[[ Excerpt to read, beginning ]]
Thursday, December 24, 2009

great dane on a raft...with my folks...sorry, its just a deep day.


I awoke this morning to the news that some time last night, my favorite living poet, and acquaintance, had slipped past the grasp of the cancer that raged his body.  I'm currently at Christmas Holiday in Florida, with my family.

It must be such a relief and such acute anguish on Christmas Eve.  The irony of a long battle with cancer, a husband, wife and kids all understanding the stakes...that his only reprieve from pain will be when he closed his eyes forever.

I pondered my distant friend and his new home, over a view of a distraught and stormy sea today.

The ocean has always entranced me.  She has an eternal shade to her costume, that makes her appear as a Patrick Nagel painting...beautiful and mysterious, unable to be known. Distant and untouchable, yet the ocean's deadly nature beckons the image of a wild animal, more than any mistress.  She will kill you in a moment, without the interruption of a single wave on any beach.  Perhaps the deadly nature grabs my attention.  I see into forever when I scan the horizon and see nothing but water.
[[ Excerpt to read, end ]]
[[ Supplied data, beginning ]]
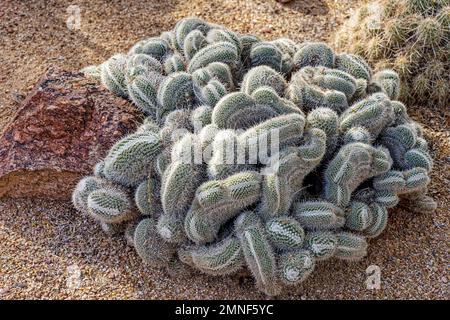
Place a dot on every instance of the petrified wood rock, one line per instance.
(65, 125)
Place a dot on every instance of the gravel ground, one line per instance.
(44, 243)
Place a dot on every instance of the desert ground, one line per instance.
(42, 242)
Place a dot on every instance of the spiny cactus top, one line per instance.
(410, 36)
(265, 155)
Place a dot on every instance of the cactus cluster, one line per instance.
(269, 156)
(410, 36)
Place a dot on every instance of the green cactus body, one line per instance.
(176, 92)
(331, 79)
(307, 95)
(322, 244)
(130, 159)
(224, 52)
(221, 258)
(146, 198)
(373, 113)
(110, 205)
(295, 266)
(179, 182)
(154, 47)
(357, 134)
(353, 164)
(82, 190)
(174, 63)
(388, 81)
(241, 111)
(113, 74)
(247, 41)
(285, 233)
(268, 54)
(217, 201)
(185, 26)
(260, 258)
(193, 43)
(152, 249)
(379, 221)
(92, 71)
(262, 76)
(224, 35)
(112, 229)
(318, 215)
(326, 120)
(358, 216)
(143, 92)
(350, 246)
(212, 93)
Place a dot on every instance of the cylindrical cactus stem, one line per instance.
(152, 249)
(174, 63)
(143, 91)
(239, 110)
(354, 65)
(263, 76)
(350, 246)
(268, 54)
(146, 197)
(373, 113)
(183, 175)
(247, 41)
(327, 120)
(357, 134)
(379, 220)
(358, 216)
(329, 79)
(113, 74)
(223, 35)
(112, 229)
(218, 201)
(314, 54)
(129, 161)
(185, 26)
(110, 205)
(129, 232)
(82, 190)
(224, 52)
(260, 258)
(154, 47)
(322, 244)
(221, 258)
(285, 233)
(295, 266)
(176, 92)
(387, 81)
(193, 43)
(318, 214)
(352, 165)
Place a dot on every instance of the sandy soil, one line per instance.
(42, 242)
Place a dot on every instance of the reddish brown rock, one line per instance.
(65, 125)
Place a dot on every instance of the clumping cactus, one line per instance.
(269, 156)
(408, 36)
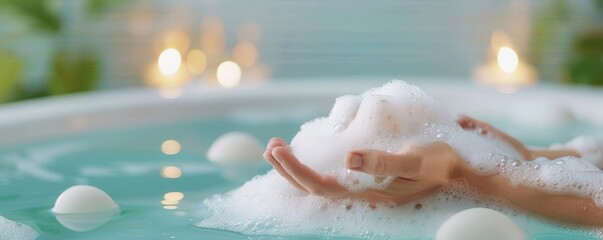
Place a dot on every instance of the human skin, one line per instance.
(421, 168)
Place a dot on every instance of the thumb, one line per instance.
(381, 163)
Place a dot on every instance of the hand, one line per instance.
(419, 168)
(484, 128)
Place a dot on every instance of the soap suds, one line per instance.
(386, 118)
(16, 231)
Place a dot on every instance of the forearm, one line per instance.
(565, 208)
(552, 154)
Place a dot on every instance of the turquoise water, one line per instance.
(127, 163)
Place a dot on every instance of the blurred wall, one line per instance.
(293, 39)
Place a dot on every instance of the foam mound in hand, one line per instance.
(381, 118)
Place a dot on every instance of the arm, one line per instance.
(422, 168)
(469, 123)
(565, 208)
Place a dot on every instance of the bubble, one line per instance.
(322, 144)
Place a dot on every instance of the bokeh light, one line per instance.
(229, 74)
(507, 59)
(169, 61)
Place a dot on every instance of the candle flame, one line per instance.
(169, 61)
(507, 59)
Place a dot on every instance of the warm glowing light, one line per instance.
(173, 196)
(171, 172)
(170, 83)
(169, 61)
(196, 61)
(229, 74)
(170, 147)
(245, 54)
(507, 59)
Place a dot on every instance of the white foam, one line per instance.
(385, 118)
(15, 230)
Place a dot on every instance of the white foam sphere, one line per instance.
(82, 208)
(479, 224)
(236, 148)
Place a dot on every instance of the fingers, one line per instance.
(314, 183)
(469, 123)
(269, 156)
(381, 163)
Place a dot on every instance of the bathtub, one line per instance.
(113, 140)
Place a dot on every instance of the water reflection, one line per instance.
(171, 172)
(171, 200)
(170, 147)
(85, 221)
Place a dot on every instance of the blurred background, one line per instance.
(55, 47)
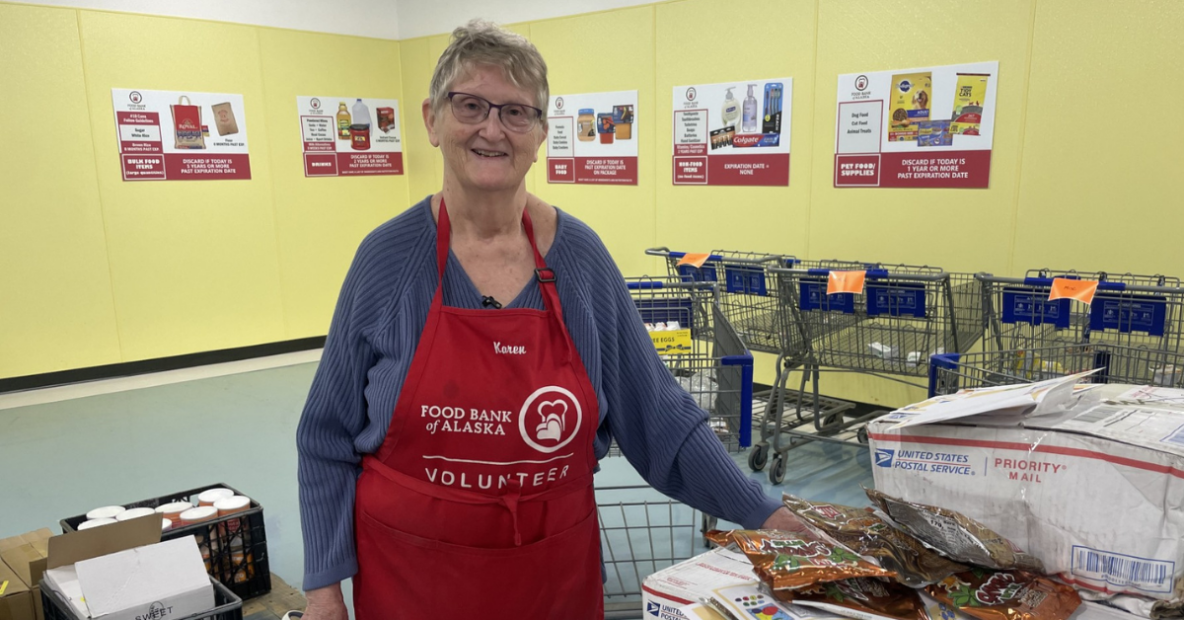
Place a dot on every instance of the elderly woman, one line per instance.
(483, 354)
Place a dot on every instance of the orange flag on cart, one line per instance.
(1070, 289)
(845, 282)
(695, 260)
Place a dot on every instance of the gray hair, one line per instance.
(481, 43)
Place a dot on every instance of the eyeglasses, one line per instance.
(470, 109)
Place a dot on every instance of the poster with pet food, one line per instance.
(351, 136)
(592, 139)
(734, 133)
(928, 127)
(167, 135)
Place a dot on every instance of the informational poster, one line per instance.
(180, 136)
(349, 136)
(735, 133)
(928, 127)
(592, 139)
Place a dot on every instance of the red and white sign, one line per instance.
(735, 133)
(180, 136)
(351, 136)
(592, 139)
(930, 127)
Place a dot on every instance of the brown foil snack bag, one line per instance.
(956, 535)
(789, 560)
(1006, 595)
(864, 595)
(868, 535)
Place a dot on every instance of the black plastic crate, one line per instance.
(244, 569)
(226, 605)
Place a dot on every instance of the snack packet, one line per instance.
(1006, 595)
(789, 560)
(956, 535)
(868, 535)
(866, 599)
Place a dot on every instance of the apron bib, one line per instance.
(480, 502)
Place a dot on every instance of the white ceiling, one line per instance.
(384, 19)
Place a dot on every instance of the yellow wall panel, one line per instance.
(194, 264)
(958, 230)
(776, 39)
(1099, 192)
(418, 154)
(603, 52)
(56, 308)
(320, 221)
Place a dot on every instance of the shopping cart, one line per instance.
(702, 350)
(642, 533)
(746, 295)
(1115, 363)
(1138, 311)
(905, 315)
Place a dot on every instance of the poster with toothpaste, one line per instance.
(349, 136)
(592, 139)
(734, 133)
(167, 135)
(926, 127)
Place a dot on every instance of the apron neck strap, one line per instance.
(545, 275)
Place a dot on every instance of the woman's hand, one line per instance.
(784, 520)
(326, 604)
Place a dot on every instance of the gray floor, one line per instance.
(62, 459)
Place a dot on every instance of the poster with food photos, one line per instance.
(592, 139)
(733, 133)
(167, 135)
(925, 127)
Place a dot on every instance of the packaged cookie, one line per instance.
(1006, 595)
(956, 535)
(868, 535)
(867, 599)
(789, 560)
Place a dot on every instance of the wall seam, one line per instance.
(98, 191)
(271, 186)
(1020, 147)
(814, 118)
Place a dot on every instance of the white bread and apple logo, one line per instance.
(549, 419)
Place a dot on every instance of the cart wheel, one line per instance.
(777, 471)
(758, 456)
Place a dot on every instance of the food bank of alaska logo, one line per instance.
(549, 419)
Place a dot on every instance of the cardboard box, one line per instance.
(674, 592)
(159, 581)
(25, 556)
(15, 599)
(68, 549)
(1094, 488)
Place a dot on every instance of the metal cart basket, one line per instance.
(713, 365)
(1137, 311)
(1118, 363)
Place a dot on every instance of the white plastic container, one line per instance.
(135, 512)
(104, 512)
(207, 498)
[[ Supplied data, end ]]
- About this exercise -
Please resume the blog entry about the poet's death and the ocean, picking up right after its last sentence. None of the data is needed here.

- Answer to the problem -
Morbid or not, it reminds me of death.  The ultimate calm, quiet, nothing.  The final doorway, through which we all will pass.

The twisted part of me can never be held at bay for more than a few hours at best...and I think its high time I rolled with how the Maker made me, rather than fighting it.

The sea draws upon me the image of my own dead, mother, father, brother, and most recently, my favorite Great Dane...traveling on a raft, upon the seas.  They travel together in harmony, awaiting the arrival of another, in a day, in a year, in a decade...they are infinitely patient.  They have no desire, nor remorse for those that join their ranks.  They are dead...but they are special, because they are My Dead.  I talk to my Maker about my dead.  I visit with them, trusting that the Power that made me can be trusted in love to get the messages across.

It has taken me many miles, nautical miles if we may, to understand the nature of death (as I do now, and it continues to unfold).  I fought long and hard to make peace with my dead.  I'd recommend it to anyone, as I don't see how any peace can come without permission to leave and commitment to communion.  It has helped me transition the waters of my deeper regions from distraught and stormy to a more pleasant roll...perhaps someday I'll reach a wonderful calm.

Until then, I'll hold my picture of my parents, my brother, Moose, and perhaps a coffee drinking poet, to ride along the waters of nowhere on their way to forever.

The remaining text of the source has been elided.